Material provided:
_____

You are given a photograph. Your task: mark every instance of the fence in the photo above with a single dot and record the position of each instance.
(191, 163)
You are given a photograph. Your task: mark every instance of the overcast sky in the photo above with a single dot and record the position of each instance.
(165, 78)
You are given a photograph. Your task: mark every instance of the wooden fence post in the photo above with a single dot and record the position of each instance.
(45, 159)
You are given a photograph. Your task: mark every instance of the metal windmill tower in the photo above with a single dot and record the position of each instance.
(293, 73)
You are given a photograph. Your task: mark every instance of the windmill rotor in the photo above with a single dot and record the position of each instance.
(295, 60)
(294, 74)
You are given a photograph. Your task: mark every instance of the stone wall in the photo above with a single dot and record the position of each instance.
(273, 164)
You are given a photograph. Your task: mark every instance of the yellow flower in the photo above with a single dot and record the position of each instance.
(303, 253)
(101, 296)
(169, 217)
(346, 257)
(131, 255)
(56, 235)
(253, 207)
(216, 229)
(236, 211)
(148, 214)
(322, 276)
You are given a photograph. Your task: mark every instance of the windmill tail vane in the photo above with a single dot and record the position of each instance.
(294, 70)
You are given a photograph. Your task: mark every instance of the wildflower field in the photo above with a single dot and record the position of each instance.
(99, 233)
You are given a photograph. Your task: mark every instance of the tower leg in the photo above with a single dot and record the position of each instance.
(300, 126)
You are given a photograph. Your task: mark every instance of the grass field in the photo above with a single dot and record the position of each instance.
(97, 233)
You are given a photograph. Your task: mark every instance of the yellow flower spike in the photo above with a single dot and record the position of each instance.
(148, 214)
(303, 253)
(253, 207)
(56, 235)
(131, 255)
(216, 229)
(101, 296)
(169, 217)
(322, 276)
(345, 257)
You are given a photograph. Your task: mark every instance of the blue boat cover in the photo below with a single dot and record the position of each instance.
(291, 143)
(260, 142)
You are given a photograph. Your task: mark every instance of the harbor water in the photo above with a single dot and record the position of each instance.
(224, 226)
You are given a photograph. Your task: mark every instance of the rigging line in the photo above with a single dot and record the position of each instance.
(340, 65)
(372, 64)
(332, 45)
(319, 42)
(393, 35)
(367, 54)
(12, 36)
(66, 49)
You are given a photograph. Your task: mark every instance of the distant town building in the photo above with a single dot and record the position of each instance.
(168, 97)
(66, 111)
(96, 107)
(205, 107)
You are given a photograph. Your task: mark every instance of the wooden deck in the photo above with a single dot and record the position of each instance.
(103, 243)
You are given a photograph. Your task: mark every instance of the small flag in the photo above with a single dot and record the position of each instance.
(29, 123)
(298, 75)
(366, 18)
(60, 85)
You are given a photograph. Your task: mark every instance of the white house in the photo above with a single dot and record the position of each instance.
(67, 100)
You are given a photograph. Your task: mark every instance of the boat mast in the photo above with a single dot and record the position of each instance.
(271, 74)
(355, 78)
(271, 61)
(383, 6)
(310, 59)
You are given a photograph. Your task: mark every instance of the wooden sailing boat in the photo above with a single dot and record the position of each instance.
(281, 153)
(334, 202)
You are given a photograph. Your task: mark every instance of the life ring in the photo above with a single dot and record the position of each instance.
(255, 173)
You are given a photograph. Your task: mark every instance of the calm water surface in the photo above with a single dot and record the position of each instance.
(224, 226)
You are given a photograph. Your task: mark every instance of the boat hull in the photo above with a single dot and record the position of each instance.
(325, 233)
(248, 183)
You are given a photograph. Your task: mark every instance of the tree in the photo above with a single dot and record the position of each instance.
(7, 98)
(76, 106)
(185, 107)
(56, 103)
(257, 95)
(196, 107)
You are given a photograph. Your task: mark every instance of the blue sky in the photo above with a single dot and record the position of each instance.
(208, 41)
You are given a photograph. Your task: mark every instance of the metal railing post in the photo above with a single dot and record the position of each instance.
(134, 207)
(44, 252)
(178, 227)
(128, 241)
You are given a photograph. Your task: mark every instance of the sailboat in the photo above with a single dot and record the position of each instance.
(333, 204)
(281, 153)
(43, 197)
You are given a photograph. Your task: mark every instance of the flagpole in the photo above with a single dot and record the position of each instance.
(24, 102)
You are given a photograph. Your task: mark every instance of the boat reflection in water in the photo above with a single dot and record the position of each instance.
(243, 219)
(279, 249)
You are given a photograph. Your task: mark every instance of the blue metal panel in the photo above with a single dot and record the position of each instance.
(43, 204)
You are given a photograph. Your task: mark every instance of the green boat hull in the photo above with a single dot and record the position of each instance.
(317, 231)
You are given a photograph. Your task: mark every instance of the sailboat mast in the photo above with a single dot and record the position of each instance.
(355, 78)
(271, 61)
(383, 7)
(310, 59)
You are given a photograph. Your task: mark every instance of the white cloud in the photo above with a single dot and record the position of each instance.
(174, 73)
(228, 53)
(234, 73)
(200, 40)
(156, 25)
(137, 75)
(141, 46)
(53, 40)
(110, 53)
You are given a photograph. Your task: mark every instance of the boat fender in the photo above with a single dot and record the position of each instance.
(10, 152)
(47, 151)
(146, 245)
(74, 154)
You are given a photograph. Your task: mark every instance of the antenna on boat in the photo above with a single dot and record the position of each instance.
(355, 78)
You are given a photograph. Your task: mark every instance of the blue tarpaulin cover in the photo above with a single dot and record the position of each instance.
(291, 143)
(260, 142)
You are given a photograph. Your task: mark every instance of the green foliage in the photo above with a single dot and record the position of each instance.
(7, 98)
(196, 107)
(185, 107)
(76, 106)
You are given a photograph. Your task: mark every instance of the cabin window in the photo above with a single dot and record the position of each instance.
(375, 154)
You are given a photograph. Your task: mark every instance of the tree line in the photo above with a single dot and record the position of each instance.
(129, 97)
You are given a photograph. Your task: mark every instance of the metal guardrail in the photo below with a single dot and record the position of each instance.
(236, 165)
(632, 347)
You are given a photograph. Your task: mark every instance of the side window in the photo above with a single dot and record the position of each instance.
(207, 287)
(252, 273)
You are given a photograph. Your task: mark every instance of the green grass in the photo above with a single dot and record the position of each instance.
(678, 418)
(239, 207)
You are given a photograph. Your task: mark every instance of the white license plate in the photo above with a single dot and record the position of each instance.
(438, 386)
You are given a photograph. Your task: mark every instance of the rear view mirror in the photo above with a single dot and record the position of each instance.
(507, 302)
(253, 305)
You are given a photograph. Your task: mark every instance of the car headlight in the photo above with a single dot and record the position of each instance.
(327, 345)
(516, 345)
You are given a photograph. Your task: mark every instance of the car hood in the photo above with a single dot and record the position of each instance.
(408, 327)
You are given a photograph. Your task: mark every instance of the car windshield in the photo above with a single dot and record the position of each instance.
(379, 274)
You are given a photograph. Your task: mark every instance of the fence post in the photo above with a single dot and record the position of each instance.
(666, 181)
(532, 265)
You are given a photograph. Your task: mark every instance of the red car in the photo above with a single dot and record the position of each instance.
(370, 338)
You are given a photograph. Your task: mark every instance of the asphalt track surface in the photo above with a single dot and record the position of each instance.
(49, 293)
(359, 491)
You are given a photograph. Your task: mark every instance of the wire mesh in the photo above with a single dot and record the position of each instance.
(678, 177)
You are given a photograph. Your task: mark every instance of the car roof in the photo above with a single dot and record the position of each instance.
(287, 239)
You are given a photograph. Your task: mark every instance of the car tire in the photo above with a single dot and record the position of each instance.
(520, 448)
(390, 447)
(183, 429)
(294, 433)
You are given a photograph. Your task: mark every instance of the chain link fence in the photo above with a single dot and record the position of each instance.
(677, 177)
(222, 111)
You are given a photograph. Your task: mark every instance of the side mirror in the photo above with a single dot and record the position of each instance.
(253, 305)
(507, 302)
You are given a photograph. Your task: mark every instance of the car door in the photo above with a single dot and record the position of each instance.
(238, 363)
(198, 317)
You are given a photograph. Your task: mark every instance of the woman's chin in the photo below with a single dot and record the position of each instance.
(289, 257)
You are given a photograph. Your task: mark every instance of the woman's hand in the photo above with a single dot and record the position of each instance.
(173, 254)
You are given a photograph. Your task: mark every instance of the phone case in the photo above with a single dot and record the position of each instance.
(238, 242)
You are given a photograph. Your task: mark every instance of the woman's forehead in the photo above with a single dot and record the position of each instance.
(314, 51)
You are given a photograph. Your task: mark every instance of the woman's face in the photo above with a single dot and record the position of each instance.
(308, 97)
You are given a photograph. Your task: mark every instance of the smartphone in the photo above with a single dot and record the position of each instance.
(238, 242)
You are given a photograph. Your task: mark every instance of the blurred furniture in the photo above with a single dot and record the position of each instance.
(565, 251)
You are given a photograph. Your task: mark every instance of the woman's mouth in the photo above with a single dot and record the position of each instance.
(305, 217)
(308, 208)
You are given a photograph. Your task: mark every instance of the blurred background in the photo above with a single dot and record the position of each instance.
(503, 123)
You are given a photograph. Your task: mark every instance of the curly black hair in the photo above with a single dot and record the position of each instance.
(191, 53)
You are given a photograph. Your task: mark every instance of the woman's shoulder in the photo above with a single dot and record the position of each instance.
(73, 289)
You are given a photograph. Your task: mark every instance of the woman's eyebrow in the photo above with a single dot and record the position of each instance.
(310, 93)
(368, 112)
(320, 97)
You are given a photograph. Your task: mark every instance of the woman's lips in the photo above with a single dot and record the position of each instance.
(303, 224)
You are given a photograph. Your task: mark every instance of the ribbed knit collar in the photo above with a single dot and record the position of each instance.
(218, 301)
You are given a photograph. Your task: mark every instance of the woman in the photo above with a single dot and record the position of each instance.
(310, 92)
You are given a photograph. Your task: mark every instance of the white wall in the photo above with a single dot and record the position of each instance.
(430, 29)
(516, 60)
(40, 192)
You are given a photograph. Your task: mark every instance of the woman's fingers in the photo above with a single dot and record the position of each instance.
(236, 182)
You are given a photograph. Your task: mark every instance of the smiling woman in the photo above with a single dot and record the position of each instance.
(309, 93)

_____

Exercise prompt: Only the lines from the one holding "the woman's lips" through the end of the listing should be given again, exactly and with both ends included.

Reply:
You are given a photograph. Your task: mark every instance of the woman's lips in the photo above with a single dot and record the position of each instance.
(303, 224)
You are given a photograph. Your task: mark every instance of the ribbed knit collar in the photo above with a single dot and record the position of each instance.
(218, 301)
You are given a photograph. Your task: mark every instance of the woman in the photo above with a single dot and record the position of each instance.
(310, 92)
You are given a photograph. Your task: mark every instance of the white wall in the photo above with a single dot and record the position of each instance.
(430, 29)
(516, 60)
(40, 192)
You are given a photograph. Your task: mark every instance of the woman's fingers in the photo above with a single dot and record the position of each instance.
(236, 182)
You are given a photograph. Your task: mark every instance of the smiling woman in the photo above with a single dot and record the position of each instance.
(309, 93)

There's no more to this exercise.